● **Required task**: Reproduce verbatim the lines of the records below, from the line containing "In the picture above, where can the chimpanzee be" through the last line of the records, inclusive.

● **Records for this exercise**:
------------------------
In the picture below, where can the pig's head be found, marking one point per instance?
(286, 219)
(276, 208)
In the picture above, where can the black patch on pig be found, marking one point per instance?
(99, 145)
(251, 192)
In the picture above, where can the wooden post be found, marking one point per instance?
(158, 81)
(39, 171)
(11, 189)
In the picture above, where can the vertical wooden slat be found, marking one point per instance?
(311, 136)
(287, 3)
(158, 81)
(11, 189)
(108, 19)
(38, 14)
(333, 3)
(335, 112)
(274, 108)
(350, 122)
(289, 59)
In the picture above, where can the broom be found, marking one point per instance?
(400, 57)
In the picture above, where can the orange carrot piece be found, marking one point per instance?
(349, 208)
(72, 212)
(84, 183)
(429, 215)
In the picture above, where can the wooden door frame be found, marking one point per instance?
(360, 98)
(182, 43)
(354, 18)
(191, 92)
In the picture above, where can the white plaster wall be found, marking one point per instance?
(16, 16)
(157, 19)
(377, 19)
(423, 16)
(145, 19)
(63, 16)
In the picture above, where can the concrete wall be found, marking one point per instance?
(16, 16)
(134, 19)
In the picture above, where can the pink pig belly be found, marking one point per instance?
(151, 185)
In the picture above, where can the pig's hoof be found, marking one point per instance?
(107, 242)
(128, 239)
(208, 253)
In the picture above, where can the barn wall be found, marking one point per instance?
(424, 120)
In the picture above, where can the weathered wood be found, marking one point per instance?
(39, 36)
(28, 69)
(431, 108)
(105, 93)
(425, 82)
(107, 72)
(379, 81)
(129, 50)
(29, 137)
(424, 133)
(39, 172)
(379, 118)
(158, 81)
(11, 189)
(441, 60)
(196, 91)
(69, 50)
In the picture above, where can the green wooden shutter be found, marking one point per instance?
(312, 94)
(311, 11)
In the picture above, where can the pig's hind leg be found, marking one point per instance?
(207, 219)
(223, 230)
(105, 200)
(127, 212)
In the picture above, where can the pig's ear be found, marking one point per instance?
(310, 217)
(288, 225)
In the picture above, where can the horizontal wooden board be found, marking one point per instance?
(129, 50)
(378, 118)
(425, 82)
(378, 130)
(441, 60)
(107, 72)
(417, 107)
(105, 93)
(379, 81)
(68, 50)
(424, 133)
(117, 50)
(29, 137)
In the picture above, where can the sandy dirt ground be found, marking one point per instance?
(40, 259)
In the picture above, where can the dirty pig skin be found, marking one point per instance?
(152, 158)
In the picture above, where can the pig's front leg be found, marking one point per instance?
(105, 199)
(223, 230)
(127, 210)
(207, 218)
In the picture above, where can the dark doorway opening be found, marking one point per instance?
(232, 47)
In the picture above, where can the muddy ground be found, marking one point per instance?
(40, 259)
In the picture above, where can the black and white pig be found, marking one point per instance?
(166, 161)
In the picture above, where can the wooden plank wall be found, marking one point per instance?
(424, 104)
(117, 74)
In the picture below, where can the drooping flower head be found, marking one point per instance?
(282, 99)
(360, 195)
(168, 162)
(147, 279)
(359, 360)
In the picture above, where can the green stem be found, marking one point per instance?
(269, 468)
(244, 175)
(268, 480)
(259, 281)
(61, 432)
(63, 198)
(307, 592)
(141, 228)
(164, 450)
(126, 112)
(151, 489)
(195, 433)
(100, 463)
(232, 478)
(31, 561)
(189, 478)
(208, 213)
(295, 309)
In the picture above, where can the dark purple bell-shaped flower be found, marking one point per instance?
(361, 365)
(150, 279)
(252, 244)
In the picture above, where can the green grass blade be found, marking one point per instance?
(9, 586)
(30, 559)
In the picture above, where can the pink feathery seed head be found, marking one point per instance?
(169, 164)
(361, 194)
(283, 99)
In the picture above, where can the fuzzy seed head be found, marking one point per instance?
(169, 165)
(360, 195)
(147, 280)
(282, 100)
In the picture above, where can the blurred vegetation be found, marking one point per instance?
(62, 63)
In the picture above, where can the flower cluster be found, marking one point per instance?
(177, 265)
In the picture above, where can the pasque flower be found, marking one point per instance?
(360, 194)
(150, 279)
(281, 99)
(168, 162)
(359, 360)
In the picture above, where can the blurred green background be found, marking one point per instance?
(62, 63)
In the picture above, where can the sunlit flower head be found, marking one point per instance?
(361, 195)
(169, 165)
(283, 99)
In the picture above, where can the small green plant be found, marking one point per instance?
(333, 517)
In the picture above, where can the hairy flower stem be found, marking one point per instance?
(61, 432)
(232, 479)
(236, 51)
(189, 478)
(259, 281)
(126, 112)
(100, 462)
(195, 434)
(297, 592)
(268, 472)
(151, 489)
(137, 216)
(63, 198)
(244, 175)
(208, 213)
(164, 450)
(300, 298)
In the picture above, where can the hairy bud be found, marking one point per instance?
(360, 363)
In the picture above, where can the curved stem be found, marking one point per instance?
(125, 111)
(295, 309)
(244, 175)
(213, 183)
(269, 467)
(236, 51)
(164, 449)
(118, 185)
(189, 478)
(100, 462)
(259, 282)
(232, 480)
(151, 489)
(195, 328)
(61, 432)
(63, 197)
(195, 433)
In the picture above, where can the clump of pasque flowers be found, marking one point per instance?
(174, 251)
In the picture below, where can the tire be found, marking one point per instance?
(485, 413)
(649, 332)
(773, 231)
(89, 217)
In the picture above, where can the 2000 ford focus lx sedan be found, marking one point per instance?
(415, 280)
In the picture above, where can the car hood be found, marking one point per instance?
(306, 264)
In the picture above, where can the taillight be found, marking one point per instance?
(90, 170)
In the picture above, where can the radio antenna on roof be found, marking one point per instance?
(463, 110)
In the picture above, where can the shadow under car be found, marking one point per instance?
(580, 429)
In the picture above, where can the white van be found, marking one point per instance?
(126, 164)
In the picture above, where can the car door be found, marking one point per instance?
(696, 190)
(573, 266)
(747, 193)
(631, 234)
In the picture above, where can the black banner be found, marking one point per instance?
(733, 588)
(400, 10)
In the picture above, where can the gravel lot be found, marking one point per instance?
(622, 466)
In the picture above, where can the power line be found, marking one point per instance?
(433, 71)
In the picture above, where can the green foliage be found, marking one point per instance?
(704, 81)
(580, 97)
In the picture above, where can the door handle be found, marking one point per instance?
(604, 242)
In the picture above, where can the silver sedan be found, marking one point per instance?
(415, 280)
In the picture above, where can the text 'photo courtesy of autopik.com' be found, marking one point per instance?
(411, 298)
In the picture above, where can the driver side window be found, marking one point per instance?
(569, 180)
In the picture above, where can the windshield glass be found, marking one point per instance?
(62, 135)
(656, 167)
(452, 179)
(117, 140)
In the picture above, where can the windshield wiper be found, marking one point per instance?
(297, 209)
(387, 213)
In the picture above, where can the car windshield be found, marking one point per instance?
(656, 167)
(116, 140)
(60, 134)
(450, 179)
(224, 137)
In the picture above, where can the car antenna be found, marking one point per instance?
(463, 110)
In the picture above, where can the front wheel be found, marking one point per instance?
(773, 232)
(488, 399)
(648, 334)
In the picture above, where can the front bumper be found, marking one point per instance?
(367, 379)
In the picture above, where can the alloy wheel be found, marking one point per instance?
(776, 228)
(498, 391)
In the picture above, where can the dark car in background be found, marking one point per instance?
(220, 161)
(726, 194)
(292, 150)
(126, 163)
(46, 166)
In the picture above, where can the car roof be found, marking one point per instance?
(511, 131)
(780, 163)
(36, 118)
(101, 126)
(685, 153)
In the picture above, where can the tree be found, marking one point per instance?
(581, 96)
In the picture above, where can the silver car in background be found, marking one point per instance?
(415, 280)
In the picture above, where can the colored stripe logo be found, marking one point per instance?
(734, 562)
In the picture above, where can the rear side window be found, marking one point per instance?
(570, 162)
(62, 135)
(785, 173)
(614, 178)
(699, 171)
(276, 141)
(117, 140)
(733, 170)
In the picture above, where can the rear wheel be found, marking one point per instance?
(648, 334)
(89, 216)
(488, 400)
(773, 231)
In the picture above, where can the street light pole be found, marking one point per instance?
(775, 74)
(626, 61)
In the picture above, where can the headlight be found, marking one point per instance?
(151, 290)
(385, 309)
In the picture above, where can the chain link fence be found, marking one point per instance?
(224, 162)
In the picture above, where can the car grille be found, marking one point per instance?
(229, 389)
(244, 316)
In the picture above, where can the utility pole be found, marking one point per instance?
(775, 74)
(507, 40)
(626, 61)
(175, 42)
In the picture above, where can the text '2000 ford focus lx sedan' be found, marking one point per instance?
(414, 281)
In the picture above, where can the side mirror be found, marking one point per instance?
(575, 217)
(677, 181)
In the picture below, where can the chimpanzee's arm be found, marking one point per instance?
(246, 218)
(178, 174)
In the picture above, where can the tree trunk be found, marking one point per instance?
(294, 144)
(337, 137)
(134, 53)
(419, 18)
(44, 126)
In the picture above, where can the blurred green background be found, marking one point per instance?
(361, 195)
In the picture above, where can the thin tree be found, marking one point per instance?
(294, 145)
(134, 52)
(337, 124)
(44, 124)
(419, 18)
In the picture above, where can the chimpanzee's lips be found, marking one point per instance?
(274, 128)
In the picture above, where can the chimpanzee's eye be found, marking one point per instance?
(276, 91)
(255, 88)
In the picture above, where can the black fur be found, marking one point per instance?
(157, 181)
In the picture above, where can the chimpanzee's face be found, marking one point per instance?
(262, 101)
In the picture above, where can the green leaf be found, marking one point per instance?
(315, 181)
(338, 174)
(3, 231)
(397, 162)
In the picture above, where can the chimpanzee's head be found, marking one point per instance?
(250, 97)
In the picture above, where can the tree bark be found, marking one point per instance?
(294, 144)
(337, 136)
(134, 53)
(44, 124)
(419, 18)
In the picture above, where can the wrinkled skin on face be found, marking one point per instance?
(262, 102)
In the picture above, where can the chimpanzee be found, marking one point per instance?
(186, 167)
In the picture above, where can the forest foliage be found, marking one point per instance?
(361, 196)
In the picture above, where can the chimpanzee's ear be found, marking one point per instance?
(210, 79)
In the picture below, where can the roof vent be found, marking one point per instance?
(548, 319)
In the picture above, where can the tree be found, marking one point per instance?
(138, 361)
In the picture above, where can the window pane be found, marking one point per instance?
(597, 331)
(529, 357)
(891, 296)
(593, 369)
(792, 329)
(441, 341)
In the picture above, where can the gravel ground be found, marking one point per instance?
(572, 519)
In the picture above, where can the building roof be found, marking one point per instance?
------------------------
● **Result of this exercise**:
In the picture above, where can the chimpanzee be found, marking one point per instance?
(186, 167)
In the picture above, where can the forest foliage be found, marking one point per instance?
(361, 196)
In the picture above, where can the chimpanzee's ear be found, marking one point per instance?
(210, 79)
In the picture below, where can the roof vent be found, marking one point per instance?
(548, 319)
In the picture above, where can the tree be found, marking one point per instance?
(138, 361)
In the picture above, where can the window pane be found, marking one point per instance?
(597, 331)
(529, 357)
(891, 296)
(593, 369)
(792, 329)
(441, 341)
In the picture above, where can the gravel ground be found, marking one point per instance?
(572, 519)
In the picture above, where can the building roof be found, marking one point per instance?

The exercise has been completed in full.